■ Set task: Set down the following lines exactly as they appear, starting with the line that contains "the blue weight" and going on through the line that contains "column 544, row 78", both included.

■ Task material:

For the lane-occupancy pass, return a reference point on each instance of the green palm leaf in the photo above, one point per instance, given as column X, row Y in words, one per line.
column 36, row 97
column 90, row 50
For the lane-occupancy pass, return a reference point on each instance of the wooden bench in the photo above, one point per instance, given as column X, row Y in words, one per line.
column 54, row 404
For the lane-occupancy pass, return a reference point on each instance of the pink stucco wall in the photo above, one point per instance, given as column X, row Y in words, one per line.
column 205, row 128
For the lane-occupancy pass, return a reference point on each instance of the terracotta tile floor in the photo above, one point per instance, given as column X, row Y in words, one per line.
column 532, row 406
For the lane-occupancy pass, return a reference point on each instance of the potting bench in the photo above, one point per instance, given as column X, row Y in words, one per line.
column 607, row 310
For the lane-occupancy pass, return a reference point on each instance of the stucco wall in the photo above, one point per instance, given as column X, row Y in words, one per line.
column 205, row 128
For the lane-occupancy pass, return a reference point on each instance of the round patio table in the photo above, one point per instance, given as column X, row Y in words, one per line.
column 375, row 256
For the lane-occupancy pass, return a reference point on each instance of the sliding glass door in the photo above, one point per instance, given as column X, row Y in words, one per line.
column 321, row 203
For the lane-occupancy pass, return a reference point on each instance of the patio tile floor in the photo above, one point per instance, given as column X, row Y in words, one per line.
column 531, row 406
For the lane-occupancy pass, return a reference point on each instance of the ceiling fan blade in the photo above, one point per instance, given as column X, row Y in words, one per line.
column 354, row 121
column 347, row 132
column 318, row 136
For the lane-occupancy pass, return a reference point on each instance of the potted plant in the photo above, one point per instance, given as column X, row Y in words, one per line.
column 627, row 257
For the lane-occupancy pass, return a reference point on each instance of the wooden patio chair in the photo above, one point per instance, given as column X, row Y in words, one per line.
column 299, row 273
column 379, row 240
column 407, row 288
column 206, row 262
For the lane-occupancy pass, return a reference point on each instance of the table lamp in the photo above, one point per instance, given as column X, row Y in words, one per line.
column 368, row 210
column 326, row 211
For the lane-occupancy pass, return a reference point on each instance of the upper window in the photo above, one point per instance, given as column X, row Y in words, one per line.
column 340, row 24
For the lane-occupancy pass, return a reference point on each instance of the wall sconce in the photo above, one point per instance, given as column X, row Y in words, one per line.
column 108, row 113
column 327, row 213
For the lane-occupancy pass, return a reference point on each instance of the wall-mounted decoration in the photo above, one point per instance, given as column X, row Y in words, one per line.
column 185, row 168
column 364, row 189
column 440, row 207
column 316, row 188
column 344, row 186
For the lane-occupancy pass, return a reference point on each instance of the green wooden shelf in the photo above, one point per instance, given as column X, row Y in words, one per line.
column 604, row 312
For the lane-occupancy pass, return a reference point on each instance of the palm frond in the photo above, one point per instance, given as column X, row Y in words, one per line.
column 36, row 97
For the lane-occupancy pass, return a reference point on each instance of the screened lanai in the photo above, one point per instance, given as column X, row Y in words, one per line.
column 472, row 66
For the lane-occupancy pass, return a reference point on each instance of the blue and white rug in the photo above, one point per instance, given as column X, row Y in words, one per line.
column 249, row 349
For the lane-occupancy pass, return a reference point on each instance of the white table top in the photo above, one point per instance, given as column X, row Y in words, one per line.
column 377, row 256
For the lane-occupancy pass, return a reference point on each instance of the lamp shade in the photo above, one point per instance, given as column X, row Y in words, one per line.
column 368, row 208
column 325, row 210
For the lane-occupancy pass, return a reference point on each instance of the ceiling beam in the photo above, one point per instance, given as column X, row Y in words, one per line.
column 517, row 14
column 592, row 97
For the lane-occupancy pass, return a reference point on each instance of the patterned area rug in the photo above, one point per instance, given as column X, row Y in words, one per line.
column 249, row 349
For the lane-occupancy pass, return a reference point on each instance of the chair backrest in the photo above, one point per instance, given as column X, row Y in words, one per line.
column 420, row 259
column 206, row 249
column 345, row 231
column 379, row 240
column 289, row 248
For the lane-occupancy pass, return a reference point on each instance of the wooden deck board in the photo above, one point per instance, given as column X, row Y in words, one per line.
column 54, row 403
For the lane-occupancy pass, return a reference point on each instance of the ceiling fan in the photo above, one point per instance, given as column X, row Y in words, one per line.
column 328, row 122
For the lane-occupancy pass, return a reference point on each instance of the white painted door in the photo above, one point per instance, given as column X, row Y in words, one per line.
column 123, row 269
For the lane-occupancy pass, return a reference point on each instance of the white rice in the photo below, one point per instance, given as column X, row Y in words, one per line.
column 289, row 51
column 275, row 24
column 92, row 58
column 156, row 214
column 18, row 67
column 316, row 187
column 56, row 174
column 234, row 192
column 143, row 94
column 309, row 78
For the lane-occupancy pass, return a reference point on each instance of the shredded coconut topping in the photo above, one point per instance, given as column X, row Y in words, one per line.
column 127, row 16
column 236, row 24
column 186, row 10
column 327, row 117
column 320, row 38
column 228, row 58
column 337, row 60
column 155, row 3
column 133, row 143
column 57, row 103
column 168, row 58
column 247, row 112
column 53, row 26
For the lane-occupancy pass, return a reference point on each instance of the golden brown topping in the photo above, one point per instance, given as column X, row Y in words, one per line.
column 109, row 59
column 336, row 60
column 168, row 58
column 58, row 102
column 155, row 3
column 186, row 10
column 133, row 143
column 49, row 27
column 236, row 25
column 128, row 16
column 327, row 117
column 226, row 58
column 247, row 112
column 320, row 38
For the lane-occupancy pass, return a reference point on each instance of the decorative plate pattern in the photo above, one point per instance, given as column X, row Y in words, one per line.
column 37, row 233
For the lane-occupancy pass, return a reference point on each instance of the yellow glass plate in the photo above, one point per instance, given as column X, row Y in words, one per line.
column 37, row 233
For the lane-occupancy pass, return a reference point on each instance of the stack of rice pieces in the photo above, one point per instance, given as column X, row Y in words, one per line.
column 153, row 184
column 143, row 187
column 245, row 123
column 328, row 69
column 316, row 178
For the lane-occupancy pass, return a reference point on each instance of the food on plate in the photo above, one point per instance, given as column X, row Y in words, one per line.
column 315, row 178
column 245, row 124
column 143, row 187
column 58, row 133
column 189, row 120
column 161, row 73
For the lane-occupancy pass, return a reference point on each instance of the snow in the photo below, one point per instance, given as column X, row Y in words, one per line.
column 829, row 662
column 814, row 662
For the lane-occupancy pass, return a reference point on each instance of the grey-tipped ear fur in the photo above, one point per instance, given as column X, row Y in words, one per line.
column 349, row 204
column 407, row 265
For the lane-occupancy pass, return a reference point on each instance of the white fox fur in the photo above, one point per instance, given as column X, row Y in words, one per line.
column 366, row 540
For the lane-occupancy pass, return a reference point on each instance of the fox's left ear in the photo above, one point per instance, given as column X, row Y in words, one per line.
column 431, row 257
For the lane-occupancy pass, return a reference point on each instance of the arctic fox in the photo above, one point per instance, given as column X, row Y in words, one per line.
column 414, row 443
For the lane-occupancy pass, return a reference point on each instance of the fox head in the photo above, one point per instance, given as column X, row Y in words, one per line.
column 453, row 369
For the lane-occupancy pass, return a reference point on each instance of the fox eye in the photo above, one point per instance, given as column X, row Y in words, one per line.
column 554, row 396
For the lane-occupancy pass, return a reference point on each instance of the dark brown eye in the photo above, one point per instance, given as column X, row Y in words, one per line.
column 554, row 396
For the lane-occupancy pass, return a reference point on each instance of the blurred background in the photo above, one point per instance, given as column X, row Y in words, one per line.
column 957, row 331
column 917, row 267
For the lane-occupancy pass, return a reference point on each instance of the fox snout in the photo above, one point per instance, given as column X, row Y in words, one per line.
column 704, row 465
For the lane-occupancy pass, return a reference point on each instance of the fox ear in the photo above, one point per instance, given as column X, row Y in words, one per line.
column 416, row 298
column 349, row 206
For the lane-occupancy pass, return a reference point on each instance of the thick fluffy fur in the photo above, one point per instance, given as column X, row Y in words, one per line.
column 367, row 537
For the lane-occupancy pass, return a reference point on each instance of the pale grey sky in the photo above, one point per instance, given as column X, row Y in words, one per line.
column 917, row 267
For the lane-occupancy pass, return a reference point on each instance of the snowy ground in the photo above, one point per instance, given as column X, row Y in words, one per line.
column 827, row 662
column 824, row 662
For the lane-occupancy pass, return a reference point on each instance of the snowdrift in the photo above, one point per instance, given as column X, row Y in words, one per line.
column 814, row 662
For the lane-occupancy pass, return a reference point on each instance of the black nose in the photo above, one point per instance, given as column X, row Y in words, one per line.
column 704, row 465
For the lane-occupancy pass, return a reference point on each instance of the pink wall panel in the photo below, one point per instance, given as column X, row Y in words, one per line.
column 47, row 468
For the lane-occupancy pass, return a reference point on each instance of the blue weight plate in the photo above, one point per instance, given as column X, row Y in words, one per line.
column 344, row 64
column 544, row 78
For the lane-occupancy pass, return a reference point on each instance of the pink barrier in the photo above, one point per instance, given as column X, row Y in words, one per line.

■ Task result:
For the lane-occupancy pass, return a reference point on each instance of the blue weight plate in the photo above, one point per instance, given as column X, row Y in words, one per line.
column 344, row 64
column 544, row 78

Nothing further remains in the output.